**GIVEN INSTRUCTION:** Write out only the lines running from the one that contains "For this drill the class indicates the round" to the end of the material, both ends included.

::: GIVEN DATA :::

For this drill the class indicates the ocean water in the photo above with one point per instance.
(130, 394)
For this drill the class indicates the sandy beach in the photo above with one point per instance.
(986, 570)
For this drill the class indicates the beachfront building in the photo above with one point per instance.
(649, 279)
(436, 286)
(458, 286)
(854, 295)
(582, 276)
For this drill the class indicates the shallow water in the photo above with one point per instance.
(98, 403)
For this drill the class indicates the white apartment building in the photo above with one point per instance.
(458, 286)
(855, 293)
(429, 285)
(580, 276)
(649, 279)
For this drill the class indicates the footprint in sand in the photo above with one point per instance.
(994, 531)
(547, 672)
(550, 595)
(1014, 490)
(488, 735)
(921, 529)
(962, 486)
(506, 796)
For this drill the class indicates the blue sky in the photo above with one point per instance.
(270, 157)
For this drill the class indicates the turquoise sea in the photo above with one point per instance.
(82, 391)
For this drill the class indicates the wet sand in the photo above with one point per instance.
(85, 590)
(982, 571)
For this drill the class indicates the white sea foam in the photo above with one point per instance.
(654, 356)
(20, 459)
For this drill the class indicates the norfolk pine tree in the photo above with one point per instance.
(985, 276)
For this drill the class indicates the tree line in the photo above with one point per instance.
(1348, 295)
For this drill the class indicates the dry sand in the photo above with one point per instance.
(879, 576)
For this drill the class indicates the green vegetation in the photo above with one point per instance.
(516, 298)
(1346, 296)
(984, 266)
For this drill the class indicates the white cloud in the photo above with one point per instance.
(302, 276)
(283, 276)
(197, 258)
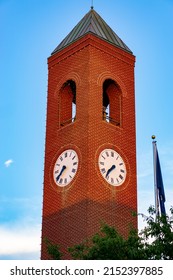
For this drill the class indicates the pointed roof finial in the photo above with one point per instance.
(92, 7)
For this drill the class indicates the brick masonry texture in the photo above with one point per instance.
(73, 213)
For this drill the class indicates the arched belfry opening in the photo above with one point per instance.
(112, 102)
(68, 103)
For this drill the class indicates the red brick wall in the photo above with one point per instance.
(73, 213)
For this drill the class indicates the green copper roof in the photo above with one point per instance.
(92, 23)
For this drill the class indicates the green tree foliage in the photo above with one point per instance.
(154, 242)
(158, 236)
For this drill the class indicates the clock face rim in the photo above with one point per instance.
(72, 174)
(121, 160)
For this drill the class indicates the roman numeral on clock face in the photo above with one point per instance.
(112, 167)
(65, 167)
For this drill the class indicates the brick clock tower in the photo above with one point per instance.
(90, 153)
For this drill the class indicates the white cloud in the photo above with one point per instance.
(20, 240)
(8, 162)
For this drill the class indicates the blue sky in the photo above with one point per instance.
(30, 30)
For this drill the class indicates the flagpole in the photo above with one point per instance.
(155, 179)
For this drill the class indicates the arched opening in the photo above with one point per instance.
(111, 102)
(68, 103)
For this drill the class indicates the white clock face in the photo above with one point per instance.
(65, 168)
(112, 167)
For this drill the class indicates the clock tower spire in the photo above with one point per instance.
(90, 153)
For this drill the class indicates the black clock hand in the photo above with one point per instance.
(110, 170)
(62, 170)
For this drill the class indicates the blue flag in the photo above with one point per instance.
(159, 184)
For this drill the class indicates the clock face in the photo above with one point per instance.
(65, 168)
(112, 167)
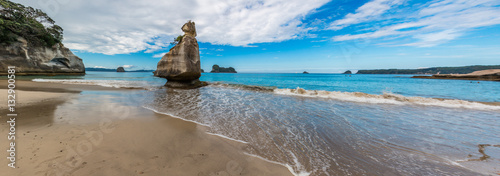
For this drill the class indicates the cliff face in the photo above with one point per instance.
(181, 65)
(39, 60)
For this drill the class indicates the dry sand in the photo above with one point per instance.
(62, 132)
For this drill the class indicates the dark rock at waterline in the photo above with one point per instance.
(120, 69)
(181, 65)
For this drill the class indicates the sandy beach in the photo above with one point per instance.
(91, 130)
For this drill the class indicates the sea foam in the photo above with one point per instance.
(387, 98)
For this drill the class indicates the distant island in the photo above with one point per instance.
(113, 70)
(120, 69)
(217, 69)
(432, 70)
(485, 75)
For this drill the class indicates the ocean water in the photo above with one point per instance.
(334, 124)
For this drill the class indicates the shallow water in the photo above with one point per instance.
(323, 136)
(350, 128)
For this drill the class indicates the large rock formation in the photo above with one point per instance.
(217, 69)
(39, 60)
(120, 69)
(181, 65)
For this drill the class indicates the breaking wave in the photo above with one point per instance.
(388, 98)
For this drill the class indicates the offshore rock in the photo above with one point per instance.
(181, 65)
(39, 60)
(120, 69)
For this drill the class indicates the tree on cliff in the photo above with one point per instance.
(17, 20)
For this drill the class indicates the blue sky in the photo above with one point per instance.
(284, 36)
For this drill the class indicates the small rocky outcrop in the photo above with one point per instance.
(486, 75)
(120, 69)
(181, 65)
(39, 60)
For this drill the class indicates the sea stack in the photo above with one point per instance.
(181, 65)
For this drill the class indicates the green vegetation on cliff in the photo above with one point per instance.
(432, 70)
(34, 25)
(217, 69)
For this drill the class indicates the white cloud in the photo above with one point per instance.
(366, 12)
(128, 66)
(437, 22)
(159, 55)
(128, 26)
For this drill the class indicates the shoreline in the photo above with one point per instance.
(86, 129)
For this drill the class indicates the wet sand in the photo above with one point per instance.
(92, 130)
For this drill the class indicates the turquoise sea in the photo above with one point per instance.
(336, 124)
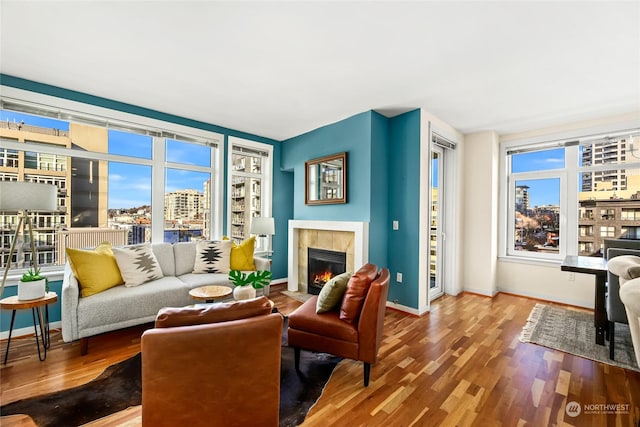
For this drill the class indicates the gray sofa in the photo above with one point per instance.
(120, 307)
(616, 312)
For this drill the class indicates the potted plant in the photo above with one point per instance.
(32, 285)
(246, 284)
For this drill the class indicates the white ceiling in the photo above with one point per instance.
(280, 69)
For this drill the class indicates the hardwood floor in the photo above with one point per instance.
(462, 364)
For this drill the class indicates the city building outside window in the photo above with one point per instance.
(250, 172)
(110, 175)
(566, 197)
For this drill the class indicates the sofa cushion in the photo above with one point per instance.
(164, 255)
(137, 264)
(332, 292)
(242, 254)
(193, 280)
(170, 317)
(121, 307)
(625, 266)
(96, 270)
(185, 255)
(212, 256)
(356, 292)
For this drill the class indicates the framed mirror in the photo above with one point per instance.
(325, 180)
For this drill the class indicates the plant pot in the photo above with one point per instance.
(244, 292)
(31, 290)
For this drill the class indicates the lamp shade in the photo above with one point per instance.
(29, 196)
(263, 226)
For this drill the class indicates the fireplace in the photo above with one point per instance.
(322, 266)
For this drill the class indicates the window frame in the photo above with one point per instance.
(569, 200)
(74, 111)
(266, 186)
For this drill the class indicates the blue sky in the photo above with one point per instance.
(129, 185)
(541, 191)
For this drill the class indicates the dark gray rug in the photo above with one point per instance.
(573, 332)
(120, 387)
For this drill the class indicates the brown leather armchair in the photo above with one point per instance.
(198, 373)
(337, 332)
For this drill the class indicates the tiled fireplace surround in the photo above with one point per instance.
(351, 237)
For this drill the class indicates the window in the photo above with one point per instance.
(126, 180)
(536, 180)
(250, 166)
(566, 197)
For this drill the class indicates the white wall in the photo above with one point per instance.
(480, 223)
(545, 280)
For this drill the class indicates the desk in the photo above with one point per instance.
(13, 304)
(598, 267)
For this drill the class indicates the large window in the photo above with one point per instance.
(124, 181)
(566, 197)
(250, 168)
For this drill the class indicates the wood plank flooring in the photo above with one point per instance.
(462, 364)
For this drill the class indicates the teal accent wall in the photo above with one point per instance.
(352, 135)
(404, 206)
(281, 180)
(379, 224)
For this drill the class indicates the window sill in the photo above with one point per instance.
(531, 261)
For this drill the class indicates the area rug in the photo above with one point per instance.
(120, 387)
(573, 332)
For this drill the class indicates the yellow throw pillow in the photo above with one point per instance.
(242, 254)
(95, 270)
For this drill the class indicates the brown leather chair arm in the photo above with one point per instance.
(213, 374)
(372, 318)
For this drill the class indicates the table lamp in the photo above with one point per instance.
(22, 197)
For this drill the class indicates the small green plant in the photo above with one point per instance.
(257, 279)
(33, 276)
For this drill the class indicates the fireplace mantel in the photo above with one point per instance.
(361, 243)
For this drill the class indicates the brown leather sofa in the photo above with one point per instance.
(353, 329)
(216, 365)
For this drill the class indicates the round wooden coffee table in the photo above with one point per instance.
(39, 319)
(210, 293)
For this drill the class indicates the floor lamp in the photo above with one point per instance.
(264, 227)
(22, 197)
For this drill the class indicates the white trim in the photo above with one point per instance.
(360, 243)
(83, 109)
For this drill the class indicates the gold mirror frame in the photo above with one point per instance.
(325, 180)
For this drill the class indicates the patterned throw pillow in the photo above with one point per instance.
(332, 292)
(137, 264)
(212, 256)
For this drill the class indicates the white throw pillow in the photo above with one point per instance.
(137, 264)
(213, 256)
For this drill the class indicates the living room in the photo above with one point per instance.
(477, 89)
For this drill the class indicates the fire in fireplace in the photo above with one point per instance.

:::

**ANSWER BELOW:**
For this drill the class indicates the round wooden coffee table in the photo above with one point per instance.
(39, 319)
(210, 293)
For this drill the class indicates the floor lamp in the photo above with one point per instance.
(264, 227)
(22, 197)
For this drill the class indicates the white trim in the photo above with one point per instance.
(360, 243)
(83, 109)
For this drill the class indicates the gold mirror frame in the photo above with one point per instance.
(325, 180)
For this drill the class indicates the patterned throw pillow in the photo above with one point per instance.
(332, 292)
(137, 264)
(212, 256)
For this drill the class indicates the white throw pillow in the photo above with one point per instance.
(137, 264)
(213, 256)
For this drill the class indicates the living room in the photo above with one point per instance.
(477, 89)
For this drill the class indicates the fire in fireplace in the photo above with one point per instance.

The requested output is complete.